======== TEXT SECTION ========

What is "Modern" JSON Schema?

What is "Modern" JSON Schema?

ยท

7 min read

Featured on Hashnode

Welcome to the Modern JSON Schema (& APIs) blog! My name is Henry, and I'm the H. Andrews who co-authored all drafts of JSON Schema from 2017 to the present. With this blog, I want to help you use JSON Schema to the full extent of its capabilities!

I'm excited to show you how "modern" JSON Schema, meaning 2019-09, 2020-12, and later, can solve far more problems than "classical" JSON Schema (draft-07 and earlier). We'll also explore topics relevant to APIs in general and OpenAPI 3.1 in particular, and to all versions of JSON Schema. If you're using classical JSON Schema, earlier versions of OpenAPI, or other approaches to HTTP APIs, you'll find plenty to interest you here as well.

In this introductory post, you'll learn:

  • Why I'm making a distinction between "modern JSON Schema" and "classical JSON Schema"
  • Three areas of new functionality that modern JSON Schema has introduced

Why "modern" vs "classical" JSON Schema?

======== DATA EXCERPTS ========

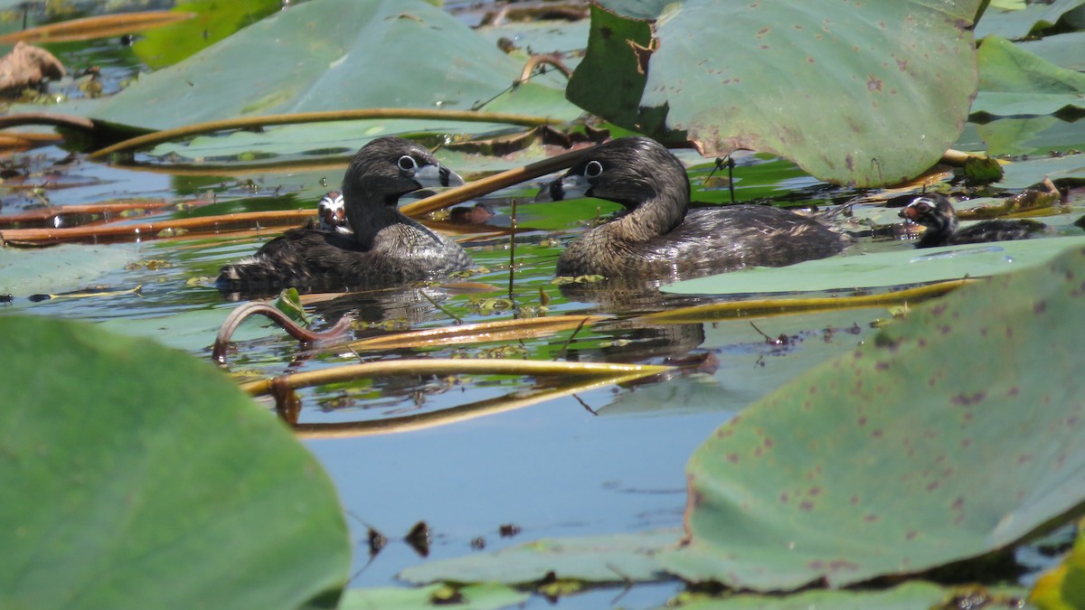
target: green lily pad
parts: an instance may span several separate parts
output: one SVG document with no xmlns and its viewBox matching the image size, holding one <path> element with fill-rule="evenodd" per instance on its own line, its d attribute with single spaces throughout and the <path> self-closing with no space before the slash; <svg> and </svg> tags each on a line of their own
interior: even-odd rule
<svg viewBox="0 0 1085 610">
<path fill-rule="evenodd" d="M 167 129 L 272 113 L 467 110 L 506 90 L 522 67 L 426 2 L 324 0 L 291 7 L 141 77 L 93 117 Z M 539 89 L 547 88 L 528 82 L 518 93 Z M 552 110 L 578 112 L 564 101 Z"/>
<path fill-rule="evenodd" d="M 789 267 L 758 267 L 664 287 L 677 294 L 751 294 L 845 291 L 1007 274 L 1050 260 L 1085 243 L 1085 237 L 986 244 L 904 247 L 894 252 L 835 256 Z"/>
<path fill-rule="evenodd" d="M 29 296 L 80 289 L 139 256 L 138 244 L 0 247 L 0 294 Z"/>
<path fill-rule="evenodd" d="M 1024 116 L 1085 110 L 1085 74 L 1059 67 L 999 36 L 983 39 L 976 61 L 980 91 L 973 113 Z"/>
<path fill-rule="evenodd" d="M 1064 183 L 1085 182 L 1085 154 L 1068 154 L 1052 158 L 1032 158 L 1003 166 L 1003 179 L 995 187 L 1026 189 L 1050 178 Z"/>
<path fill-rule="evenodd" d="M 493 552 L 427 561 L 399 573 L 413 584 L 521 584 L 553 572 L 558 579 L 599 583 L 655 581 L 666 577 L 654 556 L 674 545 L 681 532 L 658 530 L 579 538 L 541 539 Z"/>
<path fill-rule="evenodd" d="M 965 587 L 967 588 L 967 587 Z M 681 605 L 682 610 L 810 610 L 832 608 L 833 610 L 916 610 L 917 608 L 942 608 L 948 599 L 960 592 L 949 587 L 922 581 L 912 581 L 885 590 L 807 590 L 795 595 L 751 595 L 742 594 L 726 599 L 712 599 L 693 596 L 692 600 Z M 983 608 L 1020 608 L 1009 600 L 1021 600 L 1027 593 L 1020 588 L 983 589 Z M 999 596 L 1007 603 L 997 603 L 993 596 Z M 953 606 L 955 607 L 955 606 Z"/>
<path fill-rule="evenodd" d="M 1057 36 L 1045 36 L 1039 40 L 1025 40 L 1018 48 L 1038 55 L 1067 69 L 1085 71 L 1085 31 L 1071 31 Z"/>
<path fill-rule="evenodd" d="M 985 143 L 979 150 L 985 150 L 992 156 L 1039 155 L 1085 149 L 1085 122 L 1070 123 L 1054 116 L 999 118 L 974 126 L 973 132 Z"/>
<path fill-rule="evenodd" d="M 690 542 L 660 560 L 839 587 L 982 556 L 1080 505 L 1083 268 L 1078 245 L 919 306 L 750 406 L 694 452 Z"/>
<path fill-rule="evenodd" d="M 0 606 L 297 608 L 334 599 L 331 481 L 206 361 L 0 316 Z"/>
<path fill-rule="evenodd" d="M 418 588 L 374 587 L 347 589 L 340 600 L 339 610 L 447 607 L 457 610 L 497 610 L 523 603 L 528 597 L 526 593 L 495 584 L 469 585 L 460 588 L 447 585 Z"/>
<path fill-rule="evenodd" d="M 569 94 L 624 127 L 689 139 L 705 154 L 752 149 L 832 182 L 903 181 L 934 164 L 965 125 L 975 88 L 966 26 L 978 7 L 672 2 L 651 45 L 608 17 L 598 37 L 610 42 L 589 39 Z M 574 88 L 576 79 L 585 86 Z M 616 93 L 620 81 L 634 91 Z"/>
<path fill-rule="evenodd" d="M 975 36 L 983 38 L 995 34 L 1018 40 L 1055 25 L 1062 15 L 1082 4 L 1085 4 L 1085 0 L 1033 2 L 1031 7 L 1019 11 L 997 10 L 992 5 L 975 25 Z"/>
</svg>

========

# THE TASKS
A - Reproduce the stretch of the blog introduction from "Welcome to the" through "of its capabilities!", keeping every word and mark unchanged.
B - Go on with the blog introduction to modern JSON Schema, picking up right after its final line.

# TASK RESPONSES
A -
Welcome to the Modern JSON Schema (& APIs) blog! My name is Henry, and I'm the H. Andrews who co-authored all drafts of JSON Schema from 2017 to the present. With this blog, I want to help you use JSON Schema to the full extent of its capabilities!

B -
The JSON Schema landscape is pretty confusing right now. There are five versions in active use: draft-04, draft-06, draft-07, and drafts1 2019-09 and 2020-12. When you get into the complexities of IETF draft names vs meta-schema identifiers, it all becomes excessively complicated:

A complex timeline of JSON Schema drafts with IETF and meta-schema identifiers grouped into three eras: "pre-historic" (2009-2012), "classical" (2013-2018), and "modern" (2019 onwards) as a simpler classification

Talking about all of these versions is confusing. Talking about eras, only two of which are in use, is much simpler!

Simplifying the conversation is important, but there's a bit more to the name. "Modern JSON Schema" is inspired by the successful branding of C++11 and later as "modern C++". C++11 made a long list of changes to the core language, just as JSON Schema 2019-09 significantly expanded JSON Schema's capabilities. "Modern C++" is used in discussions and job descriptions to help people understand it as a distinct and desirable skill compared to C++03 and earlier.

I want to see a similar shift happen with JSON Schema. We can build excitement around "modern JSON Schema" much more easily than around a pile of draft names and numbers. We can focus on what unifies recent versions and sets them apart from the past. We can create a healthy ecosystem where modern JSON Schema is in demand, but only if enough people understand why they should demand it and support it.

My hope for this blog is that it will further the community's understanding and generate that demand.

Shiny modern things!

So let's explore what makes modern JSON Schema, "modern"! These three changes aren't the only changes between classical and modern JSON Schema, but they each dramatically expand what JSON Schema can do.

Runtime keyword communication

This change is about making schemas more re-usable. How many of you tried to write a schema like this at some point?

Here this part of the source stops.